**EXERCISE DIRECTIONS:**
Copy out every line of the items below, the wording included. Multiply each x and y coordinate in the answers by 1.6 and round it to a whole number, with halves rounded up, but keep the sample coordinates in the wording and leave out the pictures.

------ EXTRACTED MATERIAL

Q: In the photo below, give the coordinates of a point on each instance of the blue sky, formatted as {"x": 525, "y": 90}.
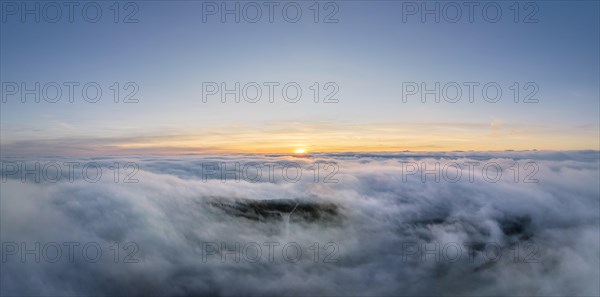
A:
{"x": 369, "y": 53}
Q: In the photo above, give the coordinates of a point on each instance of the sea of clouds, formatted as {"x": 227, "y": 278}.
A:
{"x": 534, "y": 230}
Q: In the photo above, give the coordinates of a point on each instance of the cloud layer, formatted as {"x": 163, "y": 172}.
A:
{"x": 397, "y": 234}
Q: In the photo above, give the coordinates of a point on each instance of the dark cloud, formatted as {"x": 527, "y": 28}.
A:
{"x": 548, "y": 231}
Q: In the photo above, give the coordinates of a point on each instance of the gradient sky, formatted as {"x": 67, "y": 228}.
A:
{"x": 368, "y": 54}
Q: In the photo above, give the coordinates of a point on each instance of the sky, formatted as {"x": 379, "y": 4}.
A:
{"x": 373, "y": 49}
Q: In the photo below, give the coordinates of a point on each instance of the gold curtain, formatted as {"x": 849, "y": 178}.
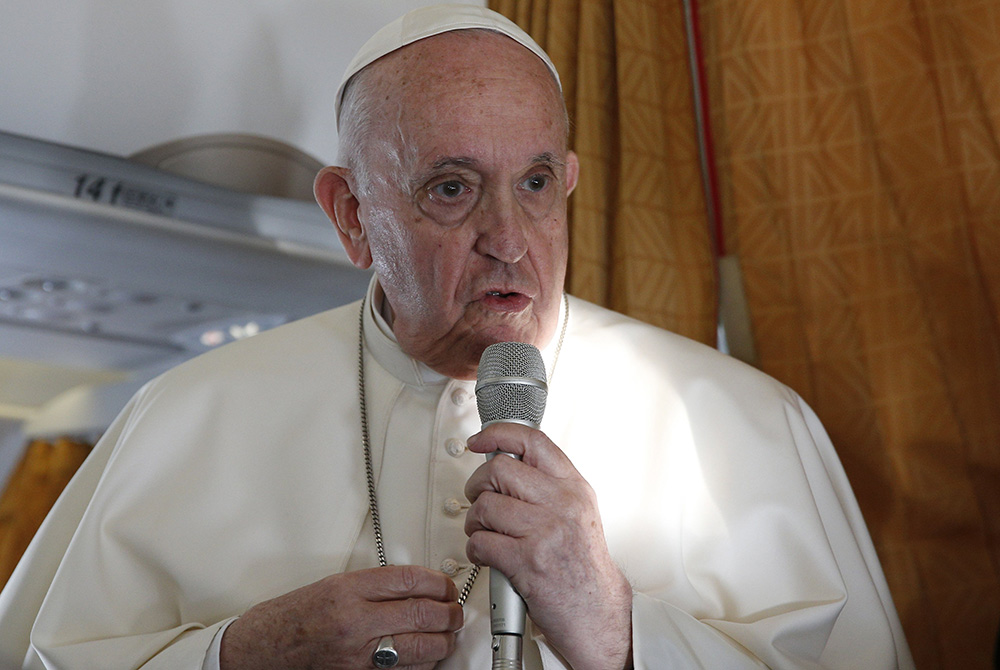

------------

**RESULT OF THE EXERCISE:**
Q: In the photo below, give the coordinates of a point on each instance of the blue sky, formatted as {"x": 525, "y": 90}.
A:
{"x": 590, "y": 85}
Q: In the photo above, give the coordinates of a point on each instance of the sea of clouds, formatted as {"x": 227, "y": 278}.
A:
{"x": 854, "y": 368}
Q: In the photo above, give the coordinates of a point on each instance of the cloud layer, formatted as {"x": 163, "y": 172}.
A:
{"x": 635, "y": 374}
Q: In the photo above, give the coordinates of a point on each instance of the dark cloud, formatted as {"x": 527, "y": 28}.
A:
{"x": 877, "y": 370}
Q: In the photo above, give the coordinates of a point on each instance of the gradient sky, formatted as {"x": 67, "y": 228}.
A:
{"x": 589, "y": 86}
Q: In the photo above, give the coordinates of a point on each instance of the sky, formatted as {"x": 379, "y": 4}.
A:
{"x": 597, "y": 78}
Q: In the photo below, give the coordinates of a point on each instance of the gold curtain, formatted as {"x": 849, "y": 178}.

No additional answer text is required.